A Nurse Practitioner (NP) is a registered nurse with advanced academic and clinical experience, which enables him or her to diagnose and manage most common and many chronic illnesses. The NP works either independently or as a part of a health care team.
A Nurse Practitioner provides a wide range of professional nursing functions, as well as functions traditionally only provided by physicians. These functions include assessing and diagnosing; conducting physical examinations; monitoring patient status; educating and counseling patients; and consulting and collaborating with, and referring to, other providers.
A Nurse Practitioner provides high quality, cost effective, and individualized care for the patient.
NP's focus largely on health maintenance, disease prevention, counseling and education in a wide variety of setting. With a strong emphasis on primary care, NP's are employed within several specialties, including neonatology, nurse midwifery, pediatrics, school health, family and adult care, women's health, mental health, home care, geriatrics, and acute care.
┄┄┄┄┄┄
_Task requirements:_
- 1) Please output the nurse practitioner passage from "A Nurse Practitioner (NP)" to "health care team.".
- 2) Answer these from the nurse practitioner passage:
(a) What kind of nurse is a Nurse Practitioner?
(b) What three qualities does the passage give for the care an NP provides?
(c) On what does NP work largely focus?
- 3) Carry the nurse practitioner passage further, starting after its final sentence.

_Input data:_
┄┄┄┄┄┄
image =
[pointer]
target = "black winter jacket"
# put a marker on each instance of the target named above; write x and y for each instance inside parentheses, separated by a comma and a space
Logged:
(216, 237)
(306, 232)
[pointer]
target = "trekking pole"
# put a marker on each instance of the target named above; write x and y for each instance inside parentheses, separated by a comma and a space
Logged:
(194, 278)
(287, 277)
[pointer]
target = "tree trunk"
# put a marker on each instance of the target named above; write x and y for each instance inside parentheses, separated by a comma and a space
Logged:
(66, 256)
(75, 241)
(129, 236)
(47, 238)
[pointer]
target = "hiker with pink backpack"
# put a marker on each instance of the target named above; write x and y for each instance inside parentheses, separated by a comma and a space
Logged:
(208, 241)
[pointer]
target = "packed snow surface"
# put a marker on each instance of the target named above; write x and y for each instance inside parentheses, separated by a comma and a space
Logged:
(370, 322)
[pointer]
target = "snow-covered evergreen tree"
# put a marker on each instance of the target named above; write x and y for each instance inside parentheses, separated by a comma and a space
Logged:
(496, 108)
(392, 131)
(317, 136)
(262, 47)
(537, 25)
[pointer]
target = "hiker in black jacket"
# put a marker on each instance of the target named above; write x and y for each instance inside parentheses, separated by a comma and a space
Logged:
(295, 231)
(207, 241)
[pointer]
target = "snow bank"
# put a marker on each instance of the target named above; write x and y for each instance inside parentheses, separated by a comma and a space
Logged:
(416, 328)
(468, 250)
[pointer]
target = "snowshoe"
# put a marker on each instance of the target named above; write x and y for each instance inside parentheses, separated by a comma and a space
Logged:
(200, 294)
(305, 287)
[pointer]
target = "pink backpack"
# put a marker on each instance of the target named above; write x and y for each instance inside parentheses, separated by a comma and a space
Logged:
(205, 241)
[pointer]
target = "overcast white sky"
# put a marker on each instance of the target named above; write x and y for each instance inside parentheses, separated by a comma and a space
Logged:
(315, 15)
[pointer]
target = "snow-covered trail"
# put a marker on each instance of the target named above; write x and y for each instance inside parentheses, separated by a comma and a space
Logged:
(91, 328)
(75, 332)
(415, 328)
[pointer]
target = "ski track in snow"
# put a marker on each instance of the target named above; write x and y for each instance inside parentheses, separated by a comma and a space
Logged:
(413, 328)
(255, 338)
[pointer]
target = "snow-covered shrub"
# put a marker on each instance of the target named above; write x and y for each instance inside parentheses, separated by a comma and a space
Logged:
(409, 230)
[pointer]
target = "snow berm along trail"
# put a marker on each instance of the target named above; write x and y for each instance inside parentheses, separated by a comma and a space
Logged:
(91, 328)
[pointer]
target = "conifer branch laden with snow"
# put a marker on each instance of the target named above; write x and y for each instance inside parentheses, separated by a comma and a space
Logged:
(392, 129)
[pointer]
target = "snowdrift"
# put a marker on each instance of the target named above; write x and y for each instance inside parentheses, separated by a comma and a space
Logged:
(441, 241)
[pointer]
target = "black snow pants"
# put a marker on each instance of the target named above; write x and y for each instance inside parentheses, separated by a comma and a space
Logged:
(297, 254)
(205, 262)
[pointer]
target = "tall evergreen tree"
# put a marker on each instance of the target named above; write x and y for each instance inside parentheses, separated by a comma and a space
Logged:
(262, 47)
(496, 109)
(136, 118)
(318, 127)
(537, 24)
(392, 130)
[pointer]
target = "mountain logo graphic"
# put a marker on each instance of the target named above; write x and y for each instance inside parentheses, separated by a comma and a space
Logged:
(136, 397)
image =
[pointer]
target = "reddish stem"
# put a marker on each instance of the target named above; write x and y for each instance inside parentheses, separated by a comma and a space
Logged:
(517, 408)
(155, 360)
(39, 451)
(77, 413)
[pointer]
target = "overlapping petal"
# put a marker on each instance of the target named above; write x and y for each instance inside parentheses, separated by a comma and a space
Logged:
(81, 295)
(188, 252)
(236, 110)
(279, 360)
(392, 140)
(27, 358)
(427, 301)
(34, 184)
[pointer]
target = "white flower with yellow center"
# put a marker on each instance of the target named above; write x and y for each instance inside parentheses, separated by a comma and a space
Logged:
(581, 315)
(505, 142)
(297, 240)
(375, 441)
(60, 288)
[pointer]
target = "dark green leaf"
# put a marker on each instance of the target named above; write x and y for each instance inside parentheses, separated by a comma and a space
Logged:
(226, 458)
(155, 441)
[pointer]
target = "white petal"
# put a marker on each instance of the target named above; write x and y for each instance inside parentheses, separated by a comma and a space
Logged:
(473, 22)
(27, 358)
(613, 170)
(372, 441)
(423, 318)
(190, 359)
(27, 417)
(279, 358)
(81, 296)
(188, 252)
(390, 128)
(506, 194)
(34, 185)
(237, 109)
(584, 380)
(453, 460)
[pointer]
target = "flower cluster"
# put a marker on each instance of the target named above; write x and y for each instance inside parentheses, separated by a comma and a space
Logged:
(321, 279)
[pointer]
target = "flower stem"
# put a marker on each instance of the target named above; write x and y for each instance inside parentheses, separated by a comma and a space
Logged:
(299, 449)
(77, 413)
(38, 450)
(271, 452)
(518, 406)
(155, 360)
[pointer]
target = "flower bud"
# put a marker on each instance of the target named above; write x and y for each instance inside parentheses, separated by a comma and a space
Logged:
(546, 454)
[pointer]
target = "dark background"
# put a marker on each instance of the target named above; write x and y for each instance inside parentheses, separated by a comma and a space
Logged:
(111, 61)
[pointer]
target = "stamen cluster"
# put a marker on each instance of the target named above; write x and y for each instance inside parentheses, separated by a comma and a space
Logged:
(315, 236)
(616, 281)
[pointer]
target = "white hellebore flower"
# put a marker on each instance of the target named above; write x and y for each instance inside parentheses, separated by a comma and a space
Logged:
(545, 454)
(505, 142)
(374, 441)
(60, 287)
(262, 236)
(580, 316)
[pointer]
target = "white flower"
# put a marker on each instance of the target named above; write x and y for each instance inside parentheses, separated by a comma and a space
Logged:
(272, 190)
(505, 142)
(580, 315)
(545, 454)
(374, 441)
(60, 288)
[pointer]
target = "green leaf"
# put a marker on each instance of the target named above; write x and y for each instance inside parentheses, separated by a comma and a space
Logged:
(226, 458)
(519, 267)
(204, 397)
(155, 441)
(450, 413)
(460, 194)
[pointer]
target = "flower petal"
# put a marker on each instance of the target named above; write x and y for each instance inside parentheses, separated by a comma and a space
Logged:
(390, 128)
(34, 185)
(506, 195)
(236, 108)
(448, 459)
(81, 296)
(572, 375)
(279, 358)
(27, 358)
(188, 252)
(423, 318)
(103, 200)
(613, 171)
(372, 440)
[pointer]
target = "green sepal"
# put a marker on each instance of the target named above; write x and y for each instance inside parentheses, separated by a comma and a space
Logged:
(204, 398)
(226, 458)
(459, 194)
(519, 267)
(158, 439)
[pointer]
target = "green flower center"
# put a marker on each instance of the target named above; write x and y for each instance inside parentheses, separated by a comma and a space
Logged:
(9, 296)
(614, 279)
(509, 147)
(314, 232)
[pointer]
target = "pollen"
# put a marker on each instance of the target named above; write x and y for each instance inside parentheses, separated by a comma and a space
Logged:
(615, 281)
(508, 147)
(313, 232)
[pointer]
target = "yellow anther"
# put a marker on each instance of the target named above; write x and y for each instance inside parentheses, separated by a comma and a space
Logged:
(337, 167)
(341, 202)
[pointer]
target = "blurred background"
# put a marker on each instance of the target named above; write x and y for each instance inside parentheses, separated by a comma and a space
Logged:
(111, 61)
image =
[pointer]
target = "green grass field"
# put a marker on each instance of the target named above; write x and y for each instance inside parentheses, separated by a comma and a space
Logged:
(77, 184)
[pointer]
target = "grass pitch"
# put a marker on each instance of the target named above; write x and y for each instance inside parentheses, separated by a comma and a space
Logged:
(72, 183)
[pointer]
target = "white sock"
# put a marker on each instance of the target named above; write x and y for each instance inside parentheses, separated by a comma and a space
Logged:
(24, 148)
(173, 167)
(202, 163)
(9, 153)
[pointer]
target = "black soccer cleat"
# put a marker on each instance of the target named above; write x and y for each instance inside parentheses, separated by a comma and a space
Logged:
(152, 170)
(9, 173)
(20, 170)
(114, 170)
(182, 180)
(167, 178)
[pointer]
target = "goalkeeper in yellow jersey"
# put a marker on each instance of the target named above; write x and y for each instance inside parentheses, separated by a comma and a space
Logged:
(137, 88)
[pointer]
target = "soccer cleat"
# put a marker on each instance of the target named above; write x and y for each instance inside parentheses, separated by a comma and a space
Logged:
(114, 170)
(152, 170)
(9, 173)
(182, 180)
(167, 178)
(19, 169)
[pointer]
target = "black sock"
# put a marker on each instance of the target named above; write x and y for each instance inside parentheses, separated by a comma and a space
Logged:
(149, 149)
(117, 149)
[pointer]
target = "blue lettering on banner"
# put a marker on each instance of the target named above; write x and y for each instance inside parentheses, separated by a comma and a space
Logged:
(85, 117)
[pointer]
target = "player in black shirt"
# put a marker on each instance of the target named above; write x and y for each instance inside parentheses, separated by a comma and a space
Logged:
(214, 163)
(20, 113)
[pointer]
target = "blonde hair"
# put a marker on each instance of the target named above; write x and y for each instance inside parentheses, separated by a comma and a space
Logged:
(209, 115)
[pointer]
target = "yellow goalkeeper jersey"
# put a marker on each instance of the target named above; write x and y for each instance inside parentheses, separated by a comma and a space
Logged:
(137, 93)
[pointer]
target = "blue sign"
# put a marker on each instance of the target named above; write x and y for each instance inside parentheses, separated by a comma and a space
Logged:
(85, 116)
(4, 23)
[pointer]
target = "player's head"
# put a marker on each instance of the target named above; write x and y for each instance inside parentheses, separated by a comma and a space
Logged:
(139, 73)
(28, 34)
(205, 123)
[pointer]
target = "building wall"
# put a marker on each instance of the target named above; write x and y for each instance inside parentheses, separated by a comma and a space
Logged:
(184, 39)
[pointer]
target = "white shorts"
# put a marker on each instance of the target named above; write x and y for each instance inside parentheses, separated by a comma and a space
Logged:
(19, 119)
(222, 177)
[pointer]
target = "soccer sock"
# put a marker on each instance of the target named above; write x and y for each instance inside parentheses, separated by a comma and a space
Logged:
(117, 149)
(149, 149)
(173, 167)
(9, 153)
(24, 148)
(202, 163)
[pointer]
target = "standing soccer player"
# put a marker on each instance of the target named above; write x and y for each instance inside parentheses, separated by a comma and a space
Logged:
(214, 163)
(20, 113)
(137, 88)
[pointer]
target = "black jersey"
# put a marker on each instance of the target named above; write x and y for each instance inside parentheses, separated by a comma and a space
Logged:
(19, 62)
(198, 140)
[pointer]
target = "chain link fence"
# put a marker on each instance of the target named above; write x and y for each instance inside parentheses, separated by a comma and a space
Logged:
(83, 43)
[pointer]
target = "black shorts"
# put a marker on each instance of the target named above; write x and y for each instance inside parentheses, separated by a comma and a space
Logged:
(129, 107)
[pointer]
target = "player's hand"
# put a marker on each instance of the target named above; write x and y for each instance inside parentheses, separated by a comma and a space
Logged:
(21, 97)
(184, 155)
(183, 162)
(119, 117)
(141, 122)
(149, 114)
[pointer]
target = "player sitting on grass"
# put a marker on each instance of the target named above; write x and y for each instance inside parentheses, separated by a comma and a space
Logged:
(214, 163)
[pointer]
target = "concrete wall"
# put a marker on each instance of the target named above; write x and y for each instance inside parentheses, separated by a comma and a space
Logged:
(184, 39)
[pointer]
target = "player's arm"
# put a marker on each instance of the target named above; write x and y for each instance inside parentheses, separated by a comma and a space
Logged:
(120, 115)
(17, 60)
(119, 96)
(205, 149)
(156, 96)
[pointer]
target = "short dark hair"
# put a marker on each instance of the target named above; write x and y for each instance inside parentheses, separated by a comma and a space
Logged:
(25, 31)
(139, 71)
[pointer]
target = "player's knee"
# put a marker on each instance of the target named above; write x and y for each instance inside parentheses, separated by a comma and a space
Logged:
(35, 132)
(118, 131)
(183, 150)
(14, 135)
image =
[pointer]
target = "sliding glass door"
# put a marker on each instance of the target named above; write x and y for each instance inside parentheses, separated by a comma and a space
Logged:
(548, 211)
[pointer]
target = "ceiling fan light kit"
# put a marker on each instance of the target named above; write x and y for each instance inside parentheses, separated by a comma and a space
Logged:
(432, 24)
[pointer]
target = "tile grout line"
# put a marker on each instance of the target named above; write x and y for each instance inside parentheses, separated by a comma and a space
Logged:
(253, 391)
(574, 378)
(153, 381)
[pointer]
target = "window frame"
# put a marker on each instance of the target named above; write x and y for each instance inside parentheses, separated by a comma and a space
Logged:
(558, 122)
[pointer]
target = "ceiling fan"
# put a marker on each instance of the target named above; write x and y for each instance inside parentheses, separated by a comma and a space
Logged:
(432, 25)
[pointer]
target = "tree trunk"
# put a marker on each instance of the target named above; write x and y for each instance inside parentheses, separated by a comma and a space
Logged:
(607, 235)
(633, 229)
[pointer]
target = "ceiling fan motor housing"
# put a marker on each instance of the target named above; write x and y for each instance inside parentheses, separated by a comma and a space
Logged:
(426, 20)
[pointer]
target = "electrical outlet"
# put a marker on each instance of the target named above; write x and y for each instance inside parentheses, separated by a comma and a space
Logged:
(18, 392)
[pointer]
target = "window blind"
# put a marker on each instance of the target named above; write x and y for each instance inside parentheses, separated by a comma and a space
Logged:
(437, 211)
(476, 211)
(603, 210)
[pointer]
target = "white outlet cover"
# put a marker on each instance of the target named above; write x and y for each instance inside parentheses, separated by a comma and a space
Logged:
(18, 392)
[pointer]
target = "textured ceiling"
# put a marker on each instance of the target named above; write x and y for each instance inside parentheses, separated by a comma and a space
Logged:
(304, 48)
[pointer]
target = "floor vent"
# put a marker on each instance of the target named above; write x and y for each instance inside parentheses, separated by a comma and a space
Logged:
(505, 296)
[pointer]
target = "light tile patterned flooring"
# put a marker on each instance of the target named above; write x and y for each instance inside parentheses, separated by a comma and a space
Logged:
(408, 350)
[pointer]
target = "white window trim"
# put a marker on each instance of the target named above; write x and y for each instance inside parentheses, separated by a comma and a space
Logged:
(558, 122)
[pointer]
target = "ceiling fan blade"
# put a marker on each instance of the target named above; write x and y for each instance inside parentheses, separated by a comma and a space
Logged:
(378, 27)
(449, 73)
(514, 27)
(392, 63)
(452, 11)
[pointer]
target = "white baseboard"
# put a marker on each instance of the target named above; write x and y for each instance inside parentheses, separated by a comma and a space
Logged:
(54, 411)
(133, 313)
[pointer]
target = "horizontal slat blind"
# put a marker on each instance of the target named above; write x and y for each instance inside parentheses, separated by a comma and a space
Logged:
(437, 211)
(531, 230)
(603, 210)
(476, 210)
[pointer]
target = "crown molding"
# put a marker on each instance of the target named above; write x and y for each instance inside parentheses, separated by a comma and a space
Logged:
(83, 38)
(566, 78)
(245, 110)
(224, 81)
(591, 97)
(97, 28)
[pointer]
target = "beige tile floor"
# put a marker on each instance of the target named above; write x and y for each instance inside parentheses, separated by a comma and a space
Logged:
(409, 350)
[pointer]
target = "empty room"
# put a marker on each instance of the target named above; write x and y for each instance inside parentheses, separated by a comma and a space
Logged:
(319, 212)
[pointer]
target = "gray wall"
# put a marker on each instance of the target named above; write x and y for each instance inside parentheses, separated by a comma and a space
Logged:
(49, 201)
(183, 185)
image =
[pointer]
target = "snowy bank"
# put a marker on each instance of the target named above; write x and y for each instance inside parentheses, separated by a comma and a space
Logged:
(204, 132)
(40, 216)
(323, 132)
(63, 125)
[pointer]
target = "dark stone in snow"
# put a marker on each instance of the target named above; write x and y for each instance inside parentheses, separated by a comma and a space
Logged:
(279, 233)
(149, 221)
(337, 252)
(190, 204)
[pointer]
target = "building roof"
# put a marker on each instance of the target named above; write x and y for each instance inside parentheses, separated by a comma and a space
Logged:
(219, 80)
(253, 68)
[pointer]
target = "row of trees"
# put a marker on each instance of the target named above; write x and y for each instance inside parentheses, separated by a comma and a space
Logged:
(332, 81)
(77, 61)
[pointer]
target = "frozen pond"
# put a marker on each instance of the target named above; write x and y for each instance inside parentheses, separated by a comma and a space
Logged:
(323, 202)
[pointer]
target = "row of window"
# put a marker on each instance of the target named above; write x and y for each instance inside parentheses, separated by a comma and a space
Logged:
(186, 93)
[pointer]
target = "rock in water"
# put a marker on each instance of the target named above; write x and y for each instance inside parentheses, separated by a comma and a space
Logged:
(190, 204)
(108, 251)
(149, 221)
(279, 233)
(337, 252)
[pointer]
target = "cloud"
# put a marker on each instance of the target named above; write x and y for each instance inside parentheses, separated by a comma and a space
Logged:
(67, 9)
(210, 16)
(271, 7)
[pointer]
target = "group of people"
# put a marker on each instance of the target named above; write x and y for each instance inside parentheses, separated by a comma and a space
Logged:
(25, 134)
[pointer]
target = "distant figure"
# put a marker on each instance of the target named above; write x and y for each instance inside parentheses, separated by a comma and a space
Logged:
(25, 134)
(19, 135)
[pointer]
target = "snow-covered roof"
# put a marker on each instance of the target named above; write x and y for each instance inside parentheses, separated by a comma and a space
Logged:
┄┄┄┄┄┄
_Answer set:_
- 1)
A Nurse Practitioner (NP) is a registered nurse with advanced academic and clinical experience, which enables him or her to diagnose and manage most common and many chronic illnesses. The NP works either independently or as a part of a health care team.

- 2)
(a) A registered nurse with advanced academic and clinical experience.
(b) High quality, cost effective, and individualized.
(c) Health maintenance, disease prevention, counseling and education.

- 3)
Today, most nurse practitioners are educated through master's level programs in nursing or in post-graduate level study. The nurse must then pass national qualifying exams in the specialty to gain certification. A registered nurse (RN) is recommended to have extensive clinical experience before applying to a nurse practitioner's program. An intensive preceptorship under the direct supervision of an experienced nurse practitioner or a physician, as well as graduate level courses in research and nursing theory, are key components to most NP programs.